Where to put it: Ponytail palms like sunlight, so you can place yours near a window.

Water: In summer, you don’t have to water it very often, but make sure you water it deeply and let the soil dry out after. In winter, you’ll need to water it even less often.

Problems: Look out for spider-like webbing and spider mites. To deal with them, rub a cloth of dish soap and water over the stems.

8. Cast-iron plant

Where to put it: Keep cast-iron plants away from direct sunlight, which could cause scorch marks on the leaves.

Water: Cast-iron plants are tolerant of drought, but make sure to water it thoroughly in spring and summer, allowing the soil to dry between waterings. In fall and winter, water it less frequently.

Problems: Sometimes brown or black spots might appear on the leaves, so you’ll need to remove them and use a fungicide. Cast-iron plants can also be affected by mealy bugs, scale insects, and spider mites.

9. Pothos

Where to put it: Keep your pothos in a bright place, but out of direct sunlight, otherwise it will burn and bleach out. It can also tolerate very low light conditions.

Water: Don’t over-water your pothos, but make sure the soil stays moist, allowing it to dry out slightly between waterings.

Problems: Pest infestation is rare, but mealybugs can sometimes be a problem.

┄┄┄┄┄┄┄┄┄┄┄┄┄┄┄┄┄┄┄┄

Problem to work on
In the houseplant care text, reproduce word for word everything from "8. Cast-iron plant" down to "slightly between waterings.". The material that comes next is from a separate source.

┄┄┄┄┄┄┄┄┄┄┄┄┄┄┄┄┄┄┄┄

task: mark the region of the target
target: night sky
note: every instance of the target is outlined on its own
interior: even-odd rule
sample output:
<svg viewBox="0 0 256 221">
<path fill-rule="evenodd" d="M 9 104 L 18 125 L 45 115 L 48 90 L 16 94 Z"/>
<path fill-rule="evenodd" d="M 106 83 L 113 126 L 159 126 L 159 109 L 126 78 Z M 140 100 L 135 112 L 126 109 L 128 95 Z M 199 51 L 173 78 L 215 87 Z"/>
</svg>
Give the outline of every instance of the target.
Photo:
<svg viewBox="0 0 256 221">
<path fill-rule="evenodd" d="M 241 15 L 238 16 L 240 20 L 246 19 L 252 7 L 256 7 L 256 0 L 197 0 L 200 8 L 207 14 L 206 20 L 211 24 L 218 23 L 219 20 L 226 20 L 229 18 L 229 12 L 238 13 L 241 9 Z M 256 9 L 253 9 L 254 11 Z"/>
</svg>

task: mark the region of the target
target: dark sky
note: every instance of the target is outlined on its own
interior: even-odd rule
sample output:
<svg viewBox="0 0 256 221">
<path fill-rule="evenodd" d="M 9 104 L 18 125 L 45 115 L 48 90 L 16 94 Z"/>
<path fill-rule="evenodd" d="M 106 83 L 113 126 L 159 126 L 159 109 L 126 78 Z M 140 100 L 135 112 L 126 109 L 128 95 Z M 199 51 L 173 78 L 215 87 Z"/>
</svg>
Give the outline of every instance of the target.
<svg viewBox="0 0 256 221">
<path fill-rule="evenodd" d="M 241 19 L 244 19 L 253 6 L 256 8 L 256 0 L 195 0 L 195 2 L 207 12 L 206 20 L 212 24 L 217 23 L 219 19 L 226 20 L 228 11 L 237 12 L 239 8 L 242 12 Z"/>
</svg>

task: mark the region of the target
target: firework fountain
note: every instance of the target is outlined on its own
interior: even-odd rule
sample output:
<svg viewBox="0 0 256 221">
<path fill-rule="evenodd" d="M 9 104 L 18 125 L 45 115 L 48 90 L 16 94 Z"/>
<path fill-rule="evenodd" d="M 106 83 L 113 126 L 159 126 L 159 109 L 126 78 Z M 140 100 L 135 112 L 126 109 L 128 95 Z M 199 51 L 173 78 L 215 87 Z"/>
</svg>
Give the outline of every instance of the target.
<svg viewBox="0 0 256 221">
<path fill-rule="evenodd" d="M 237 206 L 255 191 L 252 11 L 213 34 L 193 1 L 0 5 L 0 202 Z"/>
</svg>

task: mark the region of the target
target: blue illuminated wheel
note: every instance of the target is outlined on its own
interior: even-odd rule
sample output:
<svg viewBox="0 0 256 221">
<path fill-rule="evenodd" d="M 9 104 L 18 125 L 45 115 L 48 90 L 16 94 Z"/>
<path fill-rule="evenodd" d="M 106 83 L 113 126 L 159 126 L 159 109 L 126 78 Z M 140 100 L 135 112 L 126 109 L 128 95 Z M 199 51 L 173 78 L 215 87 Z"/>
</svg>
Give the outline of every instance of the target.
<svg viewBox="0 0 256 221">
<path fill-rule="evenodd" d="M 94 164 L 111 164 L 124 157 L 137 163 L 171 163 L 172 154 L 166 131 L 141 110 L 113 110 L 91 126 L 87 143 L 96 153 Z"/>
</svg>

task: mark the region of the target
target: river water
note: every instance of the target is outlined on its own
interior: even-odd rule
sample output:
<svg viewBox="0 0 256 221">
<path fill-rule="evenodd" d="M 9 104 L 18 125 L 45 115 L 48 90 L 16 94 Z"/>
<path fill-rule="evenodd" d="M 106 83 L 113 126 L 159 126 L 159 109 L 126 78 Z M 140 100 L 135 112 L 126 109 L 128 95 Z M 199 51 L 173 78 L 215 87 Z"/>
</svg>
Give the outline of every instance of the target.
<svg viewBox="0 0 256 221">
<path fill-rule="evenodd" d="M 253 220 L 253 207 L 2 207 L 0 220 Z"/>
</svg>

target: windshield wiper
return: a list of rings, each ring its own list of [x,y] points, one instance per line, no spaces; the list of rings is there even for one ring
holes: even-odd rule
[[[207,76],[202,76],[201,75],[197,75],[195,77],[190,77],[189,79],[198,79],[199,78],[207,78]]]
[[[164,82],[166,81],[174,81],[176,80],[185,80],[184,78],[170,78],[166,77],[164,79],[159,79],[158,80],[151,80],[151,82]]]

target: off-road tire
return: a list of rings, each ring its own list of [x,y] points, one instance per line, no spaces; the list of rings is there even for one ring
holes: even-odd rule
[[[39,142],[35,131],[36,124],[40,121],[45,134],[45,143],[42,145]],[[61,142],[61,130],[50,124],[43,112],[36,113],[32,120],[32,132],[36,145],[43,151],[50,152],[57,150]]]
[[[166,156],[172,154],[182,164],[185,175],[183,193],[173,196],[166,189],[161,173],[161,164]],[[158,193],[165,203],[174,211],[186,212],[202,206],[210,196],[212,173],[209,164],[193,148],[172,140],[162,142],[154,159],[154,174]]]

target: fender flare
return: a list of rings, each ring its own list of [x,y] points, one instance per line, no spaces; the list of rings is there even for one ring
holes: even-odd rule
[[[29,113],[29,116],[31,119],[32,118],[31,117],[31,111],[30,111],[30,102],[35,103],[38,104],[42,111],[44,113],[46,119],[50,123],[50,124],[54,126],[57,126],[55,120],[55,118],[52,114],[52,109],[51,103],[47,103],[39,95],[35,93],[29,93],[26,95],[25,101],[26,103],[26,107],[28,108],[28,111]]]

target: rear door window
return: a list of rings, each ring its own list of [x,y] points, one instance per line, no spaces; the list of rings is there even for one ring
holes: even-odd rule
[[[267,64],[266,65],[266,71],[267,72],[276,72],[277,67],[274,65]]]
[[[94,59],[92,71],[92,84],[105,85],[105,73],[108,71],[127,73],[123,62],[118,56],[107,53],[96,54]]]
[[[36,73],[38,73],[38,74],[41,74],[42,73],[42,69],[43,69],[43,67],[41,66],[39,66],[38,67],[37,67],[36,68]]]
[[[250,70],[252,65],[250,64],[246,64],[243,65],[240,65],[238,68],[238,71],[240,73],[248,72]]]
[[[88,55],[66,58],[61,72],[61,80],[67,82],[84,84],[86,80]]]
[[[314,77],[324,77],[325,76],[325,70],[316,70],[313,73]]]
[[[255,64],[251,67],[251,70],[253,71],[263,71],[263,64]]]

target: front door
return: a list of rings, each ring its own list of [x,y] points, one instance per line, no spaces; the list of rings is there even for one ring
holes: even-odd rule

┄┄┄┄┄┄┄┄┄┄┄┄┄┄┄┄┄┄┄┄

Solution for this task
8. Cast-iron plant

Where to put it: Keep cast-iron plants away from direct sunlight, which could cause scorch marks on the leaves.

Water: Cast-iron plants are tolerant of drought, but make sure to water it thoroughly in spring and summer, allowing the soil to dry between waterings. In fall and winter, water it less frequently.

Problems: Sometimes brown or black spots might appear on the leaves, so you’ll need to remove them and use a fungicide. Cast-iron plants can also be affected by mealy bugs, scale insects, and spider mites.

9. Pothos

Where to put it: Keep your pothos in a bright place, but out of direct sunlight, otherwise it will burn and bleach out. It can also tolerate very low light conditions.

Water: Don’t over-water your pothos, but make sure the soil stays moist, allowing it to dry out slightly between waterings.